COPYRIGHT(2014) Kirkus Reviews, ALL RIGHTS RESERVED.



School Library Journal

November 1, 2014

Gr 10 Up-Fifteen-year-old Alex Stringfellow has lived her entire life feeling like she's two people, male and female. Though previously identified as male, Alex decides to begin living as a female. What Alex doesn't know is that she was born intersex, and her parents had chosen not to tell her. To make her transition to living as a female easier, Alex enrolls in a new school where she quickly makes friends. While her adjustment is mostly smooth, Alex is concerned about how her friends will react if they find out she's a lesbian or if they find out about her "noodle." Her transition at home is less easy. After telling her parents, "I'm a girl," Alex's father leaves home and her mother struggles with Alex's gender identity and often handles it with fits, abuse, and attempts to control her child. Her absent father offers little support. Adding dimension to the teen's story are her internal conversations with the male and female sides of herself, and her mother's blog posts and the ensuing comments from readers. Brugman tackles a sensitive issue with grace and grit. The strong protagonist often acts with more maturity than her parents. This work is best suited for fans of problem novels, teens struggling with identity issues of all kinds, and readers looking for a good contemporary fiction title that has teeth.-Adrienne L. Strock, Teen Library Manager, Nashville Public Library

Copyright 2014 School Library Journal, LLC Used with permission.

| Data rows |
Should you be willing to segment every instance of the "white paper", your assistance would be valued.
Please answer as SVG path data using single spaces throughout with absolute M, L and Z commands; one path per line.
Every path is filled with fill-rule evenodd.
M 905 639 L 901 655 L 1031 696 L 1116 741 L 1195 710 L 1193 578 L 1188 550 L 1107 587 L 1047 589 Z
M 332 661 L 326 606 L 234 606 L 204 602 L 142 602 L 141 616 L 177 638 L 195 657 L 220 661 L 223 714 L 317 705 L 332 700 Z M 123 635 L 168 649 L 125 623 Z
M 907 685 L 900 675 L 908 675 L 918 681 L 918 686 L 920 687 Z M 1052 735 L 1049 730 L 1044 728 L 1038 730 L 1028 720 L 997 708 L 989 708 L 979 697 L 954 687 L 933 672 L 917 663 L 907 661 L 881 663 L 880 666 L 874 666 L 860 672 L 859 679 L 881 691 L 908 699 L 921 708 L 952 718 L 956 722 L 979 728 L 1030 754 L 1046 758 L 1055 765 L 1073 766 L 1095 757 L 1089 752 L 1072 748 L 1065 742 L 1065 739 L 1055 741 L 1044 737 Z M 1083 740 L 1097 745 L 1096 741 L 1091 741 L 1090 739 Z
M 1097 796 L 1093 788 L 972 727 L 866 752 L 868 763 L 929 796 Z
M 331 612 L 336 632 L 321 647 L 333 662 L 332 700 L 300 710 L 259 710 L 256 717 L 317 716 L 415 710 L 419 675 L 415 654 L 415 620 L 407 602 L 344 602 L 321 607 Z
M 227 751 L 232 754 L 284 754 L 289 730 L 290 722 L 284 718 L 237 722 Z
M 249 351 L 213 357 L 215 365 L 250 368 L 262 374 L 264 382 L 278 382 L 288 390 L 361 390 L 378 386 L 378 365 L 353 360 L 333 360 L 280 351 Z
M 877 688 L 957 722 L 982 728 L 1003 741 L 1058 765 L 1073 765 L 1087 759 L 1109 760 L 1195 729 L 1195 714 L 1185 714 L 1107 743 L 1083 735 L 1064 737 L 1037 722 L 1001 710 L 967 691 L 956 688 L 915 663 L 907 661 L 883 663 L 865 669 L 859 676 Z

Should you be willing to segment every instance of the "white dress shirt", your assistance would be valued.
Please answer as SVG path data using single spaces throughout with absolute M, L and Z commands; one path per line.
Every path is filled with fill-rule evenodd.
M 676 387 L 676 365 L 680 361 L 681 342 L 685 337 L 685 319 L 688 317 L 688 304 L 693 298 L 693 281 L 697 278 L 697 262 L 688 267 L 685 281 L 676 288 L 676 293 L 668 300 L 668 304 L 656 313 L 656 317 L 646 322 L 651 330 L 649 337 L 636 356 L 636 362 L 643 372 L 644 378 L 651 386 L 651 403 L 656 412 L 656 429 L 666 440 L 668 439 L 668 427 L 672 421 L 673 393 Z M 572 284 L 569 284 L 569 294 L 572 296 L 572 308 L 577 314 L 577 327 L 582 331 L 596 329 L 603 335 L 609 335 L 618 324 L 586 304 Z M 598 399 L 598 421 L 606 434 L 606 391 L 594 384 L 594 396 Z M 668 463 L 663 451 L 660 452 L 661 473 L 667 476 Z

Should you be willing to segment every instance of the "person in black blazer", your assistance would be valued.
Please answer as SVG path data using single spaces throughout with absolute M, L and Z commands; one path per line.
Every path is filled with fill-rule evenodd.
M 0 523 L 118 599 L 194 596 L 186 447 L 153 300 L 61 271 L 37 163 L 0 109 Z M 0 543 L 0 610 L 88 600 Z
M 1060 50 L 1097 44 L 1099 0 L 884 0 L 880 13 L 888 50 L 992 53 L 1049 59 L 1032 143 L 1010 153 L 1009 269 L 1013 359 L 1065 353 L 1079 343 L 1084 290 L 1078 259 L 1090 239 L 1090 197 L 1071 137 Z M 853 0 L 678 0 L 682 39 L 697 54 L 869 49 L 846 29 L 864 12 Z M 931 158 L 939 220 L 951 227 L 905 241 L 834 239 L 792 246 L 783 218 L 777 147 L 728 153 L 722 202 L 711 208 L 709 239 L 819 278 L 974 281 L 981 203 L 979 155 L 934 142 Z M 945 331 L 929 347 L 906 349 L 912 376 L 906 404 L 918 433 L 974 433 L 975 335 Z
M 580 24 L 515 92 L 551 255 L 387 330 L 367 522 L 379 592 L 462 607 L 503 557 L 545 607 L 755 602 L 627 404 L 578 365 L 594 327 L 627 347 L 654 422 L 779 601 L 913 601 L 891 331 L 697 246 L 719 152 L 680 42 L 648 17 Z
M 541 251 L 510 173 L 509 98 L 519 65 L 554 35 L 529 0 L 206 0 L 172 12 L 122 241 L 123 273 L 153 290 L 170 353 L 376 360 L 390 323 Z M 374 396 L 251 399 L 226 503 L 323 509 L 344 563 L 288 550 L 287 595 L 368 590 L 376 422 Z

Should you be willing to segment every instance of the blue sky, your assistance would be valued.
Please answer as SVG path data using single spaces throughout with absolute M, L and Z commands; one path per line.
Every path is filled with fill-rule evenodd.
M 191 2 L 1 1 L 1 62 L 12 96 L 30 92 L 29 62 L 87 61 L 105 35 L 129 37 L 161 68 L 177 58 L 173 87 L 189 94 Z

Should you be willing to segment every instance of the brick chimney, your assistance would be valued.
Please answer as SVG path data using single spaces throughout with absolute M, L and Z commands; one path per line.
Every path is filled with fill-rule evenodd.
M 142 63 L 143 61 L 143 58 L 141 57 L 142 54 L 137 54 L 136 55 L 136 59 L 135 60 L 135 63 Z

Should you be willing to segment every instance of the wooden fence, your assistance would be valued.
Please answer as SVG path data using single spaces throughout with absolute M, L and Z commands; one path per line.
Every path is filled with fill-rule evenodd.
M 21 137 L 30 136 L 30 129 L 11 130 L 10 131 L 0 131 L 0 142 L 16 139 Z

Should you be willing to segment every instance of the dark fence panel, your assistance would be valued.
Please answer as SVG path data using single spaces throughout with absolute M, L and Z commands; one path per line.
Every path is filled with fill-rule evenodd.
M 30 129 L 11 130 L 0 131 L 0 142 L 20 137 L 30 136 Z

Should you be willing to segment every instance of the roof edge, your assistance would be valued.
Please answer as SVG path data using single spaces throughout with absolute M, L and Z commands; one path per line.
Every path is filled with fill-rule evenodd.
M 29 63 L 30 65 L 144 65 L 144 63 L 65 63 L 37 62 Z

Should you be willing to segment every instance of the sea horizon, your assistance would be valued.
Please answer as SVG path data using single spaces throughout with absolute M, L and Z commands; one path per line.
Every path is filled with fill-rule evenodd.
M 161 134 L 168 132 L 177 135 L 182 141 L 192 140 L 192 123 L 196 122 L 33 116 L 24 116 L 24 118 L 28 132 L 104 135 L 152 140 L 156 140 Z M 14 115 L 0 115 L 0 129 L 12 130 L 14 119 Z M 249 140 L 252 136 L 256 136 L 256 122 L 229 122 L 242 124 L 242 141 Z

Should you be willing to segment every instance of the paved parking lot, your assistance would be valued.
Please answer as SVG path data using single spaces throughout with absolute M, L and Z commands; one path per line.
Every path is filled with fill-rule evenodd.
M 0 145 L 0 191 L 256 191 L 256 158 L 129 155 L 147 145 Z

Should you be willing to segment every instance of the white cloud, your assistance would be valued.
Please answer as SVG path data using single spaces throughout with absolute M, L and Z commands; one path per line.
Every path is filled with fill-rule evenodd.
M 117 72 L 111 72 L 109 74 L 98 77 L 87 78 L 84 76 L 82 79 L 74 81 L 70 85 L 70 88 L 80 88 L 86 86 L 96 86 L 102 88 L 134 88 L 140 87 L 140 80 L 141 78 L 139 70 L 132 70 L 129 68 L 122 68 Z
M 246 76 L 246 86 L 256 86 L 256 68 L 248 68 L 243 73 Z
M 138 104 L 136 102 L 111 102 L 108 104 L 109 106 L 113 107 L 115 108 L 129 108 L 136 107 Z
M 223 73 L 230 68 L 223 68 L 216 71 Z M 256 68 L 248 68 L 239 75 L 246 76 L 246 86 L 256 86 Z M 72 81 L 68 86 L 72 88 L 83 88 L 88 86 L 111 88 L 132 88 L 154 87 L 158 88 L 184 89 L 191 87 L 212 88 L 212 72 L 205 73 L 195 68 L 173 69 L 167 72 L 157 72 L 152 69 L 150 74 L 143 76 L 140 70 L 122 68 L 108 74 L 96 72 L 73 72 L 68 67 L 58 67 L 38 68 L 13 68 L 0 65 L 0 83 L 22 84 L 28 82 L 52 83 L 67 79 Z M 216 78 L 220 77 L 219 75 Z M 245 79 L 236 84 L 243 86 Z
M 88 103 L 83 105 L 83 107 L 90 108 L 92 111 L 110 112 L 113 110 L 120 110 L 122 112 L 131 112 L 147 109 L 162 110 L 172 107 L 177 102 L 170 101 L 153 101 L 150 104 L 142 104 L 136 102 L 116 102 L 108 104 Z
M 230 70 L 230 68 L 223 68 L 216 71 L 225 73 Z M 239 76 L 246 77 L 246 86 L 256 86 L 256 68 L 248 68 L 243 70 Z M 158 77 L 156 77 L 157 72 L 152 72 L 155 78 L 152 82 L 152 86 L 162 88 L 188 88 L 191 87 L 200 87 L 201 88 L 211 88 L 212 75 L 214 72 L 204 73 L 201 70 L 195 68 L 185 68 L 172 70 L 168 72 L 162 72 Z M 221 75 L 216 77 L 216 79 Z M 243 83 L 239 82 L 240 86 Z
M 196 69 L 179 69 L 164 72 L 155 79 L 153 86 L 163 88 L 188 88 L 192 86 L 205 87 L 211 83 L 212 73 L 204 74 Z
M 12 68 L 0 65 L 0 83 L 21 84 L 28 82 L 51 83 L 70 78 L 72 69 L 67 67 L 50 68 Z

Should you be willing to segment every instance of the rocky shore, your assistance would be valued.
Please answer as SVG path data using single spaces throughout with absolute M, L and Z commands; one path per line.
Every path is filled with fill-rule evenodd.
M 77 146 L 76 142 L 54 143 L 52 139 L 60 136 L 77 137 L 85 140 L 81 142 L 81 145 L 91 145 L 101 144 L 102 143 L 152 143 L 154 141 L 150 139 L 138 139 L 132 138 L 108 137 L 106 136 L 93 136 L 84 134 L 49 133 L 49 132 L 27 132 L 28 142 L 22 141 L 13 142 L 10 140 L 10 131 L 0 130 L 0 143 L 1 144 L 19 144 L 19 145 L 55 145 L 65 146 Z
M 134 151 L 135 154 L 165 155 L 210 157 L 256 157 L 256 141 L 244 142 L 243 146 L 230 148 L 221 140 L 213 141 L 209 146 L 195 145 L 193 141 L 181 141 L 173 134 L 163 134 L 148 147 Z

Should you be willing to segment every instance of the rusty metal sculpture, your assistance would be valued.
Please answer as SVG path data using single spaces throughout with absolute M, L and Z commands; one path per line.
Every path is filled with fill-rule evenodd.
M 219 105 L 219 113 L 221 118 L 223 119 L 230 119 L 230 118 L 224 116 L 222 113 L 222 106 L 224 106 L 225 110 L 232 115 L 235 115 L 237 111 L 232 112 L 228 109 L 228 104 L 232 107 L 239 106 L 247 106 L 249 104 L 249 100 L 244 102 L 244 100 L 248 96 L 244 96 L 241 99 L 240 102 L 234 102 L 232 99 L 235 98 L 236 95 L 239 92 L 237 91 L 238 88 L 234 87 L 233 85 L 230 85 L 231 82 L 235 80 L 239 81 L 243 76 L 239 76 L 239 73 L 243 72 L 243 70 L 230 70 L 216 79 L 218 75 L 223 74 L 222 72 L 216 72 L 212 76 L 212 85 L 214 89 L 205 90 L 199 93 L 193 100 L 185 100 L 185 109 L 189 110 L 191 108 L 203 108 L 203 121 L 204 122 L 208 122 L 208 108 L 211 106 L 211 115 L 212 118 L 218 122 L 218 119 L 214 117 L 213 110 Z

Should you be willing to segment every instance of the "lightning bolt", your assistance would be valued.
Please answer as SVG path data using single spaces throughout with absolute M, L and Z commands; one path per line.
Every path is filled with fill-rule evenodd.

| Exercise directions |
Continue the book review about Alex Stringfellow above from where it stops.

| The answer |
Booklist

December 1, 2014
Grades 8-11 This slim but thought-provoking Australian import follows a 14-year-old intersex teen (born with both male and female reproductive organs) making the transition to being a girl. Raised as a boy, Alex nonetheless has always felt like a girl; Brugman conveys this duality by having the two Alexes dialogue in her head. As Alex enrolls in a new school as a female, buys new clothes and makeup, and looks for a lawyer to help reassign her gender on her birth certificate, her hysterical mother copes poorly. Instead of communicating with Alex, she takes to posting her feelings on an online motherhood forum, where comments from others either support or criticize her parenting. While this provides a frame of reference for Alex's mother's unsympathetic behavior, and a way to explore how people think of sexuality and gender, it's the least successful part of an otherwise strong story. Alex narrates her predicament with likable casualness, and it's easy to root for her as she stands up for herself and finds another support system.(Reprinted with permission of Booklist, copyright 2014, American Library Association.)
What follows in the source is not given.